Zitierter Abschnitt:
═══

Wie der fabelhafte Magnetberg der indischen Sage wirkte dieses Land von Jugend an auf mich ein; immer aufs neue zog es mich vom heimatlichen Boden zurück, neue Aufschlüsse über das Erstaunliche zu suchen, das dieses in einem Vorheitszustand erstarrte und doch von warmem Blute durchpulste Hindutum auf allen Seiten umfängt. Auch ist es nicht die schwächste unter den Zauberwirkungen Indiens, daß unser geistiges Auge erst ganz allmählich das eigentlichste Wesen dieses Landes mit jenem „zweiten Gesicht“ zu erschauen vermag, das nicht an der oft widerlichen Oberfläche haften bleibt, sondern mit stetig wachsendem Erstaunen erkennt, daß darin alle Geheimnisse wurzeln, aus denen die Seele des Orients entsprang.
Nicht weniger als vier Fahrten nach Indien fand ich nötig, um dieses schier unergründliche Riesenreich und seine Völker etwas mehr als oberflächlich verstehen zu lernen, ein Reich, dessen Umfang bei uns zu Lande selbst heutigen Tages noch häufig unterschätzt wird, und das manche, die nur auf seine äußerlichen Merkwürdigkeiten achten, nicht einmal ganz ernsthaft zu nehmen pflegen. Daß die britischen Besitzungen in Indien an Fläche noch [XI] achtmal größer sind als unser Deutsches Reich und daß dieses gigantische Mosaikbild Indien sich aus noch viel bunteren, ungleicheren Steinarten zusammenfügt als die deutschen Länder, ist selbst Gebildeten nicht immer bewußt.
Den stolzen, im Jahre 1890 für noch recht unnahbar verschrieenen Hochgebirgswildnissen des inneren Himalaja galt mein erster Ansturm; mit nicht unbeträchtlichem Aufwand an Ausdauer und Kosten führte ich ihn, wie mein Buch „Indische Gletscherfahrten“ eingehend zeigt, zu dem von mir gewünschten Ziele. Daß das maßgebende englische Fachblatt Luzac’s Oriental List (No. 7 und 8, 1900) dieses Werk mit den Worten anerkannte: „We can heartily commend the „Indische Gletscherfahrten“ of Dr. Kurt Boeck. Let us hope that it may soon be translated into English!“ hebe ich unbescheidenerweise nur deshalb hervor, weil es als ein Anzeichen dafür gelten kann, daß gebildete Engländer es zu schätzen beginnen, wenn ein Reisender es wagt, indische Zustände nicht ausschließlich durch die rosafärbenden Augengläser englischer Gastgeber anzuschauen und zu schildern. Daß einem Manne von Welt nichts ferner liegen kann, als Rassenhaß und Klassenhaß und „derlei Teufelswerke“, wie sie Scheffel nennt, brauche ich wohl nicht zu betonen; auch das vorliegende Werk ist in diesem Sinne ohne jede nationale Parteilichkeit oder Gehässigkeit mit unbekümmerter Offenheit geschrieben.

═══

Erfasste Daten:
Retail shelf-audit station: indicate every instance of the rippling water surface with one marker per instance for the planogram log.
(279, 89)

═══

Arbeitsaufträge:
1. Aus welchem Grund wird im zitierten Abschnitt das Lob aus Luzac’s Oriental List hervorgehoben? Antworten Sie in ein bis drei Sätzen.
2. Bitte führen Sie den zitierten Abschnitt über die Indienfahrten im selben Ton nach seinem letzten Satz fort.

Erwartete Antworten:
1. Das Lob wird nur deshalb hervorgehoben, weil es als Anzeichen dafür gelten kann, dass gebildete Engländer es zu schätzen beginnen, wenn ein Reisender indische Zustände nicht ausschließlich durch die rosafärbenden Augengläser englischer Gastgeber anschaut und schildert.

2.
Bei meinen indischen Alpenreisen war aber das Studium des Volkslebens der Hindus in Stadt und Land zu kurz gekommen, und schon bald darauf, im Jahre 1893, suchte ich diese Lücke auszufüllen und die Stromgebiete des Ganges und Indus gründlich kennen zu lernen.
Jm Jahre 1895 zog ich abermals aus, um die Religions- und Lebensgewohnheiten der Bewohner des südlichen Indiens nicht, wie bei meinem ersten Besuche, nur wie einen buntschillernden, unverständlichen Traum auf mich wirken zu lassen; auch gab ich mich, wie auf meinen früheren Indienreisen, der stillen Hoffnung hin, daß es mir gelingen würde, Zutritt in das einzige von den Engländern tatsächlich noch unabhängige und wirklich selbständige Königreich Indiens, das für unsagbar malerisch und interessant geltende Nepal, zu erlangen. Doch auch diesmal durfte ich diese lockendste Frucht am indischen Länderbaum nur aus der Ferne anschmachten; das Sesamwort, das die verriegelten schweren Tore Nepals aufzusperren vermocht hätte, blieb mir ein unlösbares Rätsel.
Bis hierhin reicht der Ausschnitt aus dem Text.